* **Work instructions**
Within the entries below, find the portion that opens with the line containing "the wooden fence" and closes with the line containing "Query: white marking on foal's leg". Retype that portion exactly and only.

(Records from a data collection)

══════

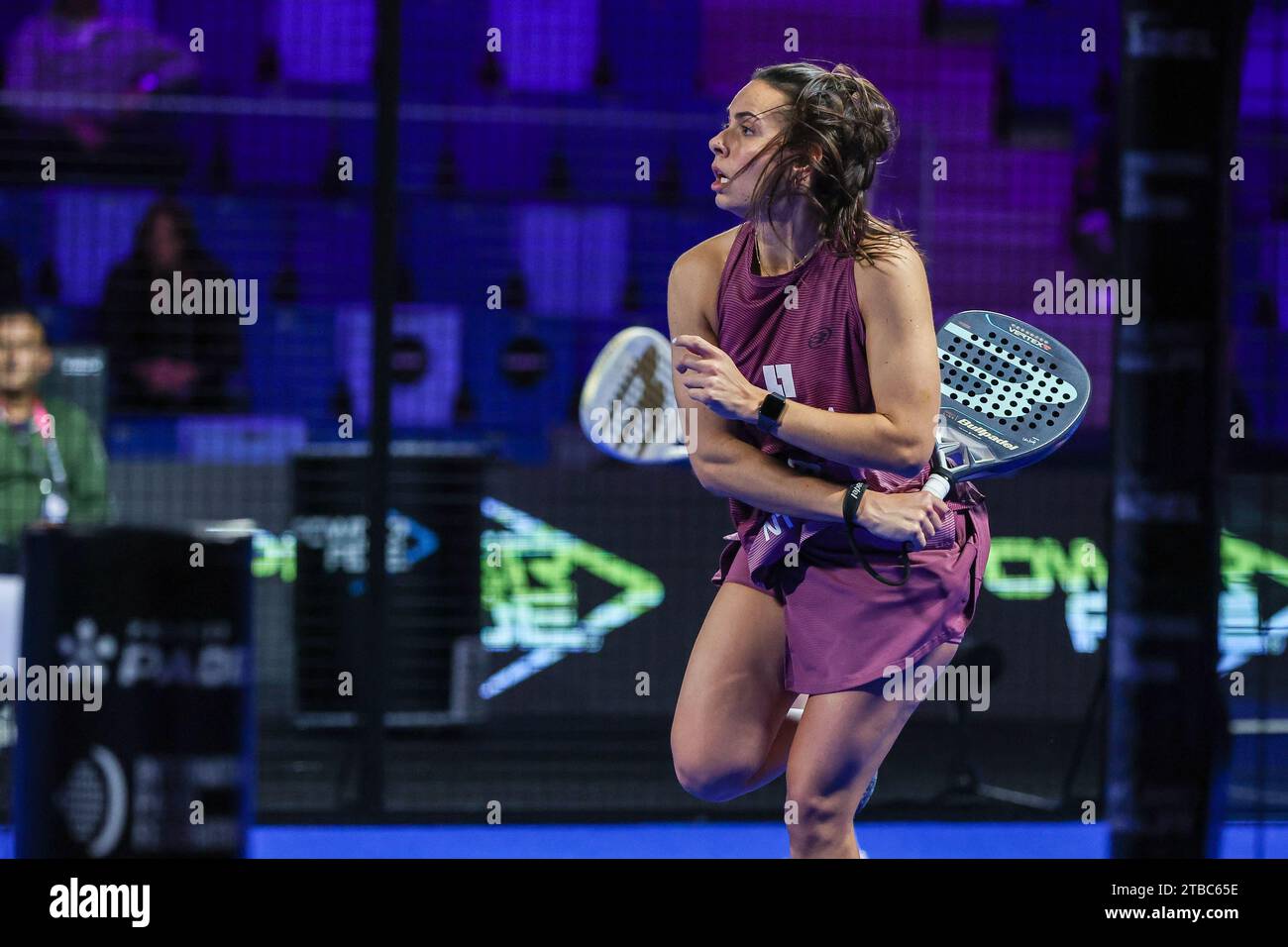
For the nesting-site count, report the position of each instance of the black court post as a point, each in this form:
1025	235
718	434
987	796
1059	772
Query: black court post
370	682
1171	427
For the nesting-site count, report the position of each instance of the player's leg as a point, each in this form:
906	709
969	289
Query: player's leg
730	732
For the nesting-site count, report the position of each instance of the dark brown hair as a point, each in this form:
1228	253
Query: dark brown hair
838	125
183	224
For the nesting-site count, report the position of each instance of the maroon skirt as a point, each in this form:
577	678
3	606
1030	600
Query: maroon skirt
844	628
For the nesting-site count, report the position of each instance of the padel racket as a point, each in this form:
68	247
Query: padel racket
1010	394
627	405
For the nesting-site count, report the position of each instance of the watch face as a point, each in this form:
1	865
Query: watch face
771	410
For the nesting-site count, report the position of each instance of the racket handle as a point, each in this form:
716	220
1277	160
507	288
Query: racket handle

══════

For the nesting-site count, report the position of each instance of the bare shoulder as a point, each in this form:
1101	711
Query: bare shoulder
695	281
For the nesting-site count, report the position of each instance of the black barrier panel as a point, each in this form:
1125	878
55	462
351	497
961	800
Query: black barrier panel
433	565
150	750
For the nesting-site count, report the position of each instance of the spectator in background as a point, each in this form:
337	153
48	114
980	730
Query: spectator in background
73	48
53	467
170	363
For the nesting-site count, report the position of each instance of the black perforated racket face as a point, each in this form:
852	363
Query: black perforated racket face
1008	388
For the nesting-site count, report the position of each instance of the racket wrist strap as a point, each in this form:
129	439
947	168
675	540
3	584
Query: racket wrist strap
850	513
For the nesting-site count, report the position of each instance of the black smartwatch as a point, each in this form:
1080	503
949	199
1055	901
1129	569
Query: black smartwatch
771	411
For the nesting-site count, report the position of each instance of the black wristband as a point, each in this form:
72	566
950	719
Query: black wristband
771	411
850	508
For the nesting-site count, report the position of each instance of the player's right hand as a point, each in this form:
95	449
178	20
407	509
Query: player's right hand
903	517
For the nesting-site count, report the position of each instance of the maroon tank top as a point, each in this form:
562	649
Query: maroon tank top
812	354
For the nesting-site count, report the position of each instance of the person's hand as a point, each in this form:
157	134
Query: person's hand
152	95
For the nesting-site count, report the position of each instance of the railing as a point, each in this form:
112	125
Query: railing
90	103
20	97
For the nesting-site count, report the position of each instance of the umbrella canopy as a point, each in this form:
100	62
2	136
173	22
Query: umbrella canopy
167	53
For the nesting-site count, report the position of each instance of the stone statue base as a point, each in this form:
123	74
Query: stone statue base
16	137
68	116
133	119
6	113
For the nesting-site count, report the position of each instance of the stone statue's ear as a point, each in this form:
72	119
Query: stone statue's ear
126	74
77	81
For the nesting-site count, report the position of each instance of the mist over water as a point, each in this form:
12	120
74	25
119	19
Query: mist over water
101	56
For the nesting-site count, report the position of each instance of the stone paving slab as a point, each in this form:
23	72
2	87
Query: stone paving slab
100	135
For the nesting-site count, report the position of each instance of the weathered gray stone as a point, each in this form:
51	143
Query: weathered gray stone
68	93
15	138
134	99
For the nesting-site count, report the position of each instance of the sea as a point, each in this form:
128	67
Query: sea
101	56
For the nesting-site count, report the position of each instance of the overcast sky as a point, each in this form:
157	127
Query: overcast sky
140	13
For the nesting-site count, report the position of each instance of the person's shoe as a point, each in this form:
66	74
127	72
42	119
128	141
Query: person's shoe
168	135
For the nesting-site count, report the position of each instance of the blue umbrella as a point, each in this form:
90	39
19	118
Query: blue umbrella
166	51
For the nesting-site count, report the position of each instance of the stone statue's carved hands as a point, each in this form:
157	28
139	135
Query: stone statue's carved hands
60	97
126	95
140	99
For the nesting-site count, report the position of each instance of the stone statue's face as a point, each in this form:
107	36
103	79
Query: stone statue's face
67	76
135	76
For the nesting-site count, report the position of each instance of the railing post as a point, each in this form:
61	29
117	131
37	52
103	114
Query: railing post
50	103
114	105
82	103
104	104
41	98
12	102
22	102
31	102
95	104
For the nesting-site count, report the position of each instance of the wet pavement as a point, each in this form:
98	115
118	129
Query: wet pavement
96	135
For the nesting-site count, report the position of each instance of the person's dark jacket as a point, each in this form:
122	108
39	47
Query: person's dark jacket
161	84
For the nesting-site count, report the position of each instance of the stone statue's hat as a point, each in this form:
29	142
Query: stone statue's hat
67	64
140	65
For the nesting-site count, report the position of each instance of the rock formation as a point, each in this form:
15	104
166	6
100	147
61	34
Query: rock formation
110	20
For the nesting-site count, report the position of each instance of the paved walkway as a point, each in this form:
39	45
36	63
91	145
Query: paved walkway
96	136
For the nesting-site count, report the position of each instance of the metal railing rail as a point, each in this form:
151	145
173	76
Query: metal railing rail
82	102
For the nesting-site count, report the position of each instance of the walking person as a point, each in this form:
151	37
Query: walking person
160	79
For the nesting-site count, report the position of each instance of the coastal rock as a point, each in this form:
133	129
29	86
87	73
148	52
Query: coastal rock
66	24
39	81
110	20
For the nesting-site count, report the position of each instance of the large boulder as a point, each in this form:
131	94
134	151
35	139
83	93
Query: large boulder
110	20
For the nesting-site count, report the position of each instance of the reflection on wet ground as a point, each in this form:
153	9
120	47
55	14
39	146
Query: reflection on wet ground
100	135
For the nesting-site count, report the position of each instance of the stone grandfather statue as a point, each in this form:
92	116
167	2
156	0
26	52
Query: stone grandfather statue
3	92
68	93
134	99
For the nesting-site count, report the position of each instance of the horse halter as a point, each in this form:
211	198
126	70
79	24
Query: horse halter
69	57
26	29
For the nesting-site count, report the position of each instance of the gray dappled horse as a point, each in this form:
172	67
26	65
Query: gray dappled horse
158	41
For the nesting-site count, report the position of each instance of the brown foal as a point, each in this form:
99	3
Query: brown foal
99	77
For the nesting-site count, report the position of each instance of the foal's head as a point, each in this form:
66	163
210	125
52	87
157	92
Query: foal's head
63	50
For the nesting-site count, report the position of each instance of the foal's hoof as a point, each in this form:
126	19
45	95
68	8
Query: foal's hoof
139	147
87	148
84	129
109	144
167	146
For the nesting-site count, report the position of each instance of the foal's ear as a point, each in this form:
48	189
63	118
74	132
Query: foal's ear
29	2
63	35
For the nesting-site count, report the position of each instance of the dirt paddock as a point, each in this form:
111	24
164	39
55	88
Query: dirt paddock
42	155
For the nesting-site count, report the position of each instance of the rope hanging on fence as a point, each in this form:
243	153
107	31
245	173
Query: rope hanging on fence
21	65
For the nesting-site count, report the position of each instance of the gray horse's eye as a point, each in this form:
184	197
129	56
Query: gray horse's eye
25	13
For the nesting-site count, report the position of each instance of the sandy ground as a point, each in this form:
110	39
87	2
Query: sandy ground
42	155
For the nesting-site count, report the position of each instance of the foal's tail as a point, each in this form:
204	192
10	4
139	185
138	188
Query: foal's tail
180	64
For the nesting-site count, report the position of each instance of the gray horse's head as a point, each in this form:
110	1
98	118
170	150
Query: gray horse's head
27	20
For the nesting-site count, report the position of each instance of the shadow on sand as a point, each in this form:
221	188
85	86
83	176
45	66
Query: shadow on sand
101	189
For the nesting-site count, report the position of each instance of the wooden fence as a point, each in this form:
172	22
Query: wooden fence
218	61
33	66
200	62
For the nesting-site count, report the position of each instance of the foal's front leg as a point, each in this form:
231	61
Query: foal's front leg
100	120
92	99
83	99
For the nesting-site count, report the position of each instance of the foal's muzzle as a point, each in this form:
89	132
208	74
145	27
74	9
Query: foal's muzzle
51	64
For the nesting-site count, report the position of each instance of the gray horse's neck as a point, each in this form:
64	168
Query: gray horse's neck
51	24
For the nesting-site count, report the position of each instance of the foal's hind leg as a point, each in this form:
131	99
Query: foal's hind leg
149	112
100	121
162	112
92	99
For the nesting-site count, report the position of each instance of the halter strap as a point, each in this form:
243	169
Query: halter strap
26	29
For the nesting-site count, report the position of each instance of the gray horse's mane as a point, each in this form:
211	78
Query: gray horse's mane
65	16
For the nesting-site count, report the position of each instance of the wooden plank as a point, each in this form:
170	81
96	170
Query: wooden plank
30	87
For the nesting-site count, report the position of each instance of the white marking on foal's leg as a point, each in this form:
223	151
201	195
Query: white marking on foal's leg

══════

* **Response to the task**
For the nesting-site count, report the position of each instance of the wooden fence as a point, each in this form:
172	22
Query: wooden fence
218	61
33	66
200	62
For the nesting-site count, report the position of each instance of the foal's front leg as a point, each in this form:
231	61
Query: foal's front leg
100	120
92	99
83	99
For the nesting-site count, report the position of each instance of the foal's muzzle as a point, each in this form:
89	132
208	74
145	27
74	9
Query: foal's muzzle
51	64
For the nesting-site count, report the position of each instance of the gray horse's neck as a point, each in this form:
64	168
Query: gray horse's neck
51	24
For the nesting-site count, report the position of each instance of the foal's hind leg as a point, each in this form:
131	99
Query: foal's hind leg
149	112
100	121
162	112
92	99
For the nesting-site count, report the position of each instance of the halter strap as a point, each in this form:
243	169
Query: halter strap
26	29
For the nesting-site count, report the position of each instance of the gray horse's mane as a point, each in this form:
211	78
Query: gray horse's mane
65	16
For the nesting-site count, report the position of each instance of the wooden plank as a point, each in this form:
170	81
96	170
Query: wooden plank
30	87
For the nesting-site count, report the position of each instance of the white marking on foal's leg as a point, each in this form:
223	151
201	195
Query: white marking on foal's leg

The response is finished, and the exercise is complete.